Five Things We Learned In County Cricket

1)      Dominic Cork is the Mark Ramprakash of pace bowling

For years County Cricket has been built on three things: overseas players, young prospects and experienced pros who have been there and done it before. As financial stabilities have become threatened so the number of overseas players and aging players has decreased as County Cricket now bears a more youthful look.

Dominic Cork: As competitive as ever

Yet there are two old pro’s who have bucked the trend, one is Mark Ramprakash of 100 100’s fame, the other is the under-rated Dominic Cork.

Cork is nearly 80 days away from turning 40, he is just 21 wickets away from 1,000 first class wickets at an average of 26 and who brought up his 10,000th first class run against Yorkshire while picking up a first innings five-fer and picking up match figures of 8-126. Ok, so he hasn’t been as prolific as Ramprakash in his elder years (few could be) but he has averaged around 25 with the ball in six of his last eight seasons which is by no means disgraceful and he will probably end up with more wickets than either Andy Caddick or Darren Gough-his great rivals in the England set-up. If Ramprakash continues to remain the epitome of batting excellence as an elder statesman, surely Cork’s continued success after over 20 years in County Cricket make him very much the pace bowling equal of his former England team-mate.

2)      Ed Joyce is the form Irish batsmen

Once upon a time it was Ed Joyce who was the Irish batsmen upon whom England relied. He began in trying circumstances, flourished enough to score a century against Australia before ultimately having it end in ignominy at the 2007 World Cup. Three years in the wilderness forced Joyce to seek a return to Irish colours, embittered by the lack of opportunities provided to him by England selectors.

His World Cup form on his return to Ireland action was disappointing, but this season he has sparkled for Sussex as they continue to defy the critics in Division One.

Ed Joyce: The form of the Irish

Two centuries, two fifties and an average of nearly 60 have played a key part for Sussex so far this season as he has confirmed his status as one of the best batsmen around. Certainly he is the form Irish batsmen, quite something considering the talents of Morgan. But while it will surely be Morgan in contention for an England place this summer it is Joyce, the man who has turned his back on his adopted country, who is the form batsman from the Emerald Isle.

3)      Glamorgan are showing signs of life

It’s fair to say that this winter was no ordinary winter for Glamorgan. Captain and coach left, their best young batsman soon followed and their form batsman of the previous season found himself being told that he was not required to return. In came Alviro Petersen as captain and Matthew Mott, the former New South Wales coach, as the club’s board attempted to appease supporter unrest with some big name appointments and talk of a brave new era at the club. It’s fair to say things have not exactly started swimmingly for the captain and coach as Petersen and his team’s form has fluctuated badly with defeats against Essex and Leicestershire offset by a fighting draw against Surrey and wins against Gloucestershire and now Kent.

### TO DO
In the county cricket article, who was brought in as Glamorgan's new coach?

### DATA LISTING
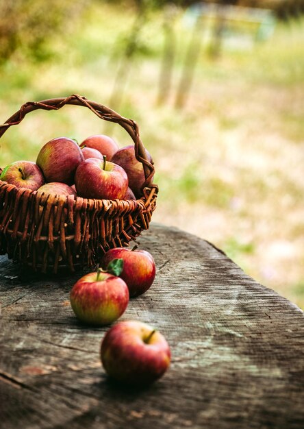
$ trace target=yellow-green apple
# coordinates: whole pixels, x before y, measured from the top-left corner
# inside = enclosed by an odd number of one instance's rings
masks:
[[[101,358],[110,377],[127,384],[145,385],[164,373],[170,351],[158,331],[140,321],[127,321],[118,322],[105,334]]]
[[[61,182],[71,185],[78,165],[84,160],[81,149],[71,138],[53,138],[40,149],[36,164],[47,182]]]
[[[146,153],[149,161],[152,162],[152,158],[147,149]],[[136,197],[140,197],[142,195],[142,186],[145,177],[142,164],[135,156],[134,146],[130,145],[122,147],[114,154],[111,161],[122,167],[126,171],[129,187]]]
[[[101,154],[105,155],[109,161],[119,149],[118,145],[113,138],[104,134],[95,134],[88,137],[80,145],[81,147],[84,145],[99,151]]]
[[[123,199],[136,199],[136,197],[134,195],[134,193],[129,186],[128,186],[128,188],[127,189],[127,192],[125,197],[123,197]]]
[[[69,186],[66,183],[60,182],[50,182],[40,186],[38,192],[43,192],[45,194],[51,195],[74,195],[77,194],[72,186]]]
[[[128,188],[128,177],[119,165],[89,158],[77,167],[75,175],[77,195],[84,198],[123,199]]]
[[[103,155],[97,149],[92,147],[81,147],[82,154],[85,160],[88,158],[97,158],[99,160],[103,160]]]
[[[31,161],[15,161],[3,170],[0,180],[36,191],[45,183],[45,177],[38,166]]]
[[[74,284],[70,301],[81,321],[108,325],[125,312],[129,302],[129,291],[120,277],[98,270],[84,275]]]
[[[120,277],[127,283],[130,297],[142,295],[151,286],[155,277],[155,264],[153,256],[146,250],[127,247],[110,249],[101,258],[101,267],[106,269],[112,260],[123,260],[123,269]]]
---
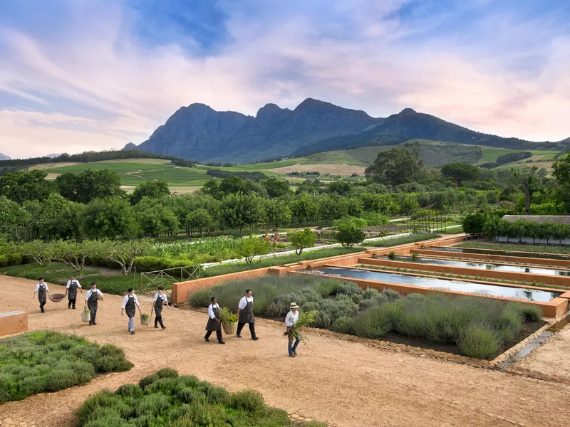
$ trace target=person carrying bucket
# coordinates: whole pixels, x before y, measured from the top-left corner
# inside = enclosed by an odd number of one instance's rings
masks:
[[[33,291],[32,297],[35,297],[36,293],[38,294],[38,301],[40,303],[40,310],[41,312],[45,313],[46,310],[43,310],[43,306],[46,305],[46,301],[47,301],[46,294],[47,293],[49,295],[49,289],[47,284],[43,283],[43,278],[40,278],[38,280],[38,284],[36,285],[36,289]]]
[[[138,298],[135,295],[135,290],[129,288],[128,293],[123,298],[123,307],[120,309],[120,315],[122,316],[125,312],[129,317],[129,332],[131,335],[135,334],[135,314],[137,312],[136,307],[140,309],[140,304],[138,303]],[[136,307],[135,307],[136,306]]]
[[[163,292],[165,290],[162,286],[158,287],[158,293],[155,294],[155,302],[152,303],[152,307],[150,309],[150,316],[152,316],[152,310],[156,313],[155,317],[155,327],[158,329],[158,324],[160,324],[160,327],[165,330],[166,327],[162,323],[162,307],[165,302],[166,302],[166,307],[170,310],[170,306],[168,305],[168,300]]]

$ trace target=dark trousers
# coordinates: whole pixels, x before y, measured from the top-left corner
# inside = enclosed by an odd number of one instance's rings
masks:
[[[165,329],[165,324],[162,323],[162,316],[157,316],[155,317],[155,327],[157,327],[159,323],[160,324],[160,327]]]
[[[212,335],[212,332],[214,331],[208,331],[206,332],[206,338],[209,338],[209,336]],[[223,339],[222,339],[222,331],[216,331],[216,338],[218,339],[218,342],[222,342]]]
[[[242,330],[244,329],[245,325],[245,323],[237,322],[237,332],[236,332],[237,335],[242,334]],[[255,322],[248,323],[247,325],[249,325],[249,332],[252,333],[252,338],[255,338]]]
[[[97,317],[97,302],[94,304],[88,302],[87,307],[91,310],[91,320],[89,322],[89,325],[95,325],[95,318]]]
---
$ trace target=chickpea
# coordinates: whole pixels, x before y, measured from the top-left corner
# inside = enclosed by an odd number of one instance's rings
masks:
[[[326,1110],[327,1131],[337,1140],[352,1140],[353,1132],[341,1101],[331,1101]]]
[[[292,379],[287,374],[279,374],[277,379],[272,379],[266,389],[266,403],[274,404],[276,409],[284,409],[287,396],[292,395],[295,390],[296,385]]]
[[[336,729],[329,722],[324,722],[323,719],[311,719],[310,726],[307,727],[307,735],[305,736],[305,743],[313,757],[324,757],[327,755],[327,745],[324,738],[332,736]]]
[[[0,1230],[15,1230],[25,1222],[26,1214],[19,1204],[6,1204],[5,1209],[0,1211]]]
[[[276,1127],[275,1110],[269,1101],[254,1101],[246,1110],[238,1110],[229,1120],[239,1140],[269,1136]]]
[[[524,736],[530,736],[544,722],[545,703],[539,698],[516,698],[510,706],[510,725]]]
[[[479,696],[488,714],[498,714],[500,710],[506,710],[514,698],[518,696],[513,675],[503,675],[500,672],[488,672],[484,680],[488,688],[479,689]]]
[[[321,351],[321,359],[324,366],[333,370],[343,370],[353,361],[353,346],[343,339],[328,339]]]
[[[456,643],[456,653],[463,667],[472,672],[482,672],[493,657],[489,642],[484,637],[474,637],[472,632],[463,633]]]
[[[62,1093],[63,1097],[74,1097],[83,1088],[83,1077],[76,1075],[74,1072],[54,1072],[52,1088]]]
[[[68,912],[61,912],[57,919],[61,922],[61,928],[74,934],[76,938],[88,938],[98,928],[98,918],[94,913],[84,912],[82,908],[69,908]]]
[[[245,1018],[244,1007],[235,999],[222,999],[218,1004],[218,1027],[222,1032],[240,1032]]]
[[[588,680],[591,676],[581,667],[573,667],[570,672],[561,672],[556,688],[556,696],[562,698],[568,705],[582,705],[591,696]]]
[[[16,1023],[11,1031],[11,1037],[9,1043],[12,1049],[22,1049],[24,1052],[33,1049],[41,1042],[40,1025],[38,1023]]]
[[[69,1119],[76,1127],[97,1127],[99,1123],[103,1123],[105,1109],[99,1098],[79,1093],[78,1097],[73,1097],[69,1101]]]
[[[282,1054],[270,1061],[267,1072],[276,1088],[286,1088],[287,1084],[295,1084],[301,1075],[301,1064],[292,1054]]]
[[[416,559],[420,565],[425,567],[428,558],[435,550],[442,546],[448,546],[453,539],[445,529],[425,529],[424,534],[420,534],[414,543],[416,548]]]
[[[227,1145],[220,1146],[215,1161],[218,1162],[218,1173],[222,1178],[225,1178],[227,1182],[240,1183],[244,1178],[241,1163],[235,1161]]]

### RESULT
Matthew Mott, the former New South Wales coach.